__What is expected__. Copy the data word for word, beginning with the line that contains "the red jacket" and continuing through the line that contains "point(367, 39)", both included.

__Dataset extract__.
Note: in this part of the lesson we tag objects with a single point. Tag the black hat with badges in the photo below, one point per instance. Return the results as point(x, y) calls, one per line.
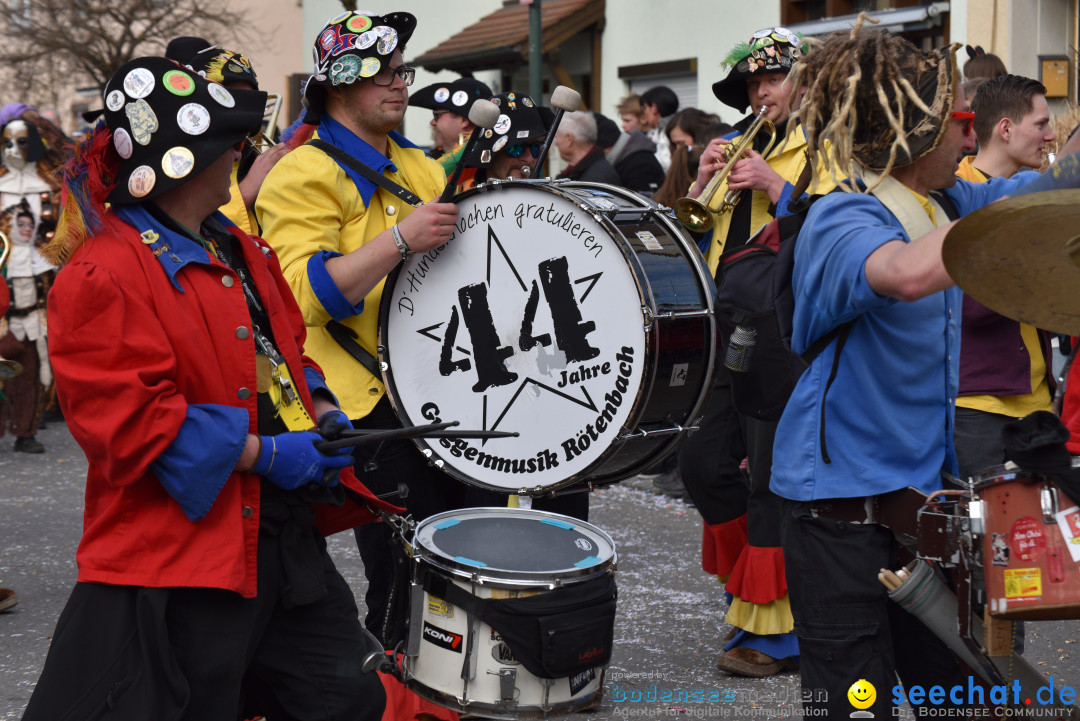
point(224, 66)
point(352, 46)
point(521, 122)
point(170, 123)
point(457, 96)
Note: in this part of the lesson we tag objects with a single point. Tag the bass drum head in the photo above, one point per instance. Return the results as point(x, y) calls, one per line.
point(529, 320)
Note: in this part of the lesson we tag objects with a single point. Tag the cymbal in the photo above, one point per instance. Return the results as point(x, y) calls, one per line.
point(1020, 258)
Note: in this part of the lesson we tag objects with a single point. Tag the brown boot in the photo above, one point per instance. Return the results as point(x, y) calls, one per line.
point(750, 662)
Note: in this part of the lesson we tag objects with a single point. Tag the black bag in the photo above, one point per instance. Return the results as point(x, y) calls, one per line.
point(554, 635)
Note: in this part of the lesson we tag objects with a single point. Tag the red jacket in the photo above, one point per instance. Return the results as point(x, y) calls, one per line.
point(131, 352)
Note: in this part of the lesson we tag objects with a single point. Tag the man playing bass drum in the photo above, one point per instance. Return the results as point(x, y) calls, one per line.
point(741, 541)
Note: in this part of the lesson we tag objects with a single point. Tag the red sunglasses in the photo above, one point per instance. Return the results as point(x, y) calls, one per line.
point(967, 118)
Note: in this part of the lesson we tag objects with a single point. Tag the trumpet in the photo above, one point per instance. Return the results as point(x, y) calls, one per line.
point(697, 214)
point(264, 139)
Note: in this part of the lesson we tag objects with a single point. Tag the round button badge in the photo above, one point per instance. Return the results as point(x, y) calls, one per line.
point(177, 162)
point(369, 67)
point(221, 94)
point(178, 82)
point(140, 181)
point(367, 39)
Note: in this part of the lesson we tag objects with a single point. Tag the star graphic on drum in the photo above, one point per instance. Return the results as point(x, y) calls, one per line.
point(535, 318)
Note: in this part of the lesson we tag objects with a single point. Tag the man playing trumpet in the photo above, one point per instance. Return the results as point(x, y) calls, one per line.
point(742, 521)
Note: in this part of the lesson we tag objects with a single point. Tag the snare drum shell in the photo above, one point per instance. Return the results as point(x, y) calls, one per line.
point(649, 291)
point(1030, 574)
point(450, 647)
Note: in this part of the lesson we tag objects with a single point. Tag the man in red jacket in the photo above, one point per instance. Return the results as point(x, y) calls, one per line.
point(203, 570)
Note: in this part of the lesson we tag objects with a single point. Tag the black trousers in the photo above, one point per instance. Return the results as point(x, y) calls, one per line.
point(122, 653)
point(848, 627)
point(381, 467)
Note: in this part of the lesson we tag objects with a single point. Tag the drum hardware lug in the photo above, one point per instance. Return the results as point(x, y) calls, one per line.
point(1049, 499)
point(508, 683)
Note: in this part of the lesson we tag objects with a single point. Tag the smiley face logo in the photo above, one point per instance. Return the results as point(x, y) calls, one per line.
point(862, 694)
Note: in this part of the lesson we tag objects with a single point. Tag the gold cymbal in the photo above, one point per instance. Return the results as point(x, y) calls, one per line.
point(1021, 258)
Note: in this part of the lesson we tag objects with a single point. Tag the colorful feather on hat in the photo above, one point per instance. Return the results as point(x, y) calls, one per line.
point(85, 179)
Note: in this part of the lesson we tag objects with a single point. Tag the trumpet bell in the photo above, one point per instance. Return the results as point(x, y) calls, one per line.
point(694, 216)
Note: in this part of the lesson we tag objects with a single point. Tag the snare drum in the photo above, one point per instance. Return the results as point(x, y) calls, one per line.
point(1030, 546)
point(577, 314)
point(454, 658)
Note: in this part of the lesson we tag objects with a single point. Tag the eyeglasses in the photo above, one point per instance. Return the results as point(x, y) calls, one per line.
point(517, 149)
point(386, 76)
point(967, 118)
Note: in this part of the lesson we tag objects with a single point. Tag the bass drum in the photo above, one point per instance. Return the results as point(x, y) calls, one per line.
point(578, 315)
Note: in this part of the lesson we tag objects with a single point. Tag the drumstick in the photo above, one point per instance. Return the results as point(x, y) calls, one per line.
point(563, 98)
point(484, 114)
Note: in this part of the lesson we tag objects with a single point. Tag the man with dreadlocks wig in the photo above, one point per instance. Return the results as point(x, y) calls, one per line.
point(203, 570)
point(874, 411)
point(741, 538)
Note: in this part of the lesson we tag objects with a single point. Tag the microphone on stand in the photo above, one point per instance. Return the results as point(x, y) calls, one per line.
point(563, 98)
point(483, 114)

__Complete response__.
Note: in this part of the lesson we tag objects with a single point. Tag the red jacket in the photo above, one point per instance. Return the results as point(x, y) calls, one per line.
point(131, 352)
Note: in this part of the lesson we tag objects with a single point. Tag the man playing bass drum in the photo above, one point per instance. Return the results as point(x, y) calls, one per line.
point(741, 541)
Note: in this part of the lesson we tag objects with a single point. Tag the red sunglasses in the photo above, one point per instance. Return the results as point(x, y) calls, one per line.
point(967, 118)
Note: in this part of the lesson we tag objects with a single point. Tag the trumpet in the photo above, one point per instance. Return the results as point(x, y) calls, one per line.
point(697, 214)
point(264, 139)
Note: in this part of the lesson we tag objects with a single point. Tag the round button badge in the photo above, one point per instance. Return the results as point(x, y) calls, one per line.
point(177, 162)
point(369, 67)
point(221, 94)
point(178, 82)
point(140, 181)
point(367, 39)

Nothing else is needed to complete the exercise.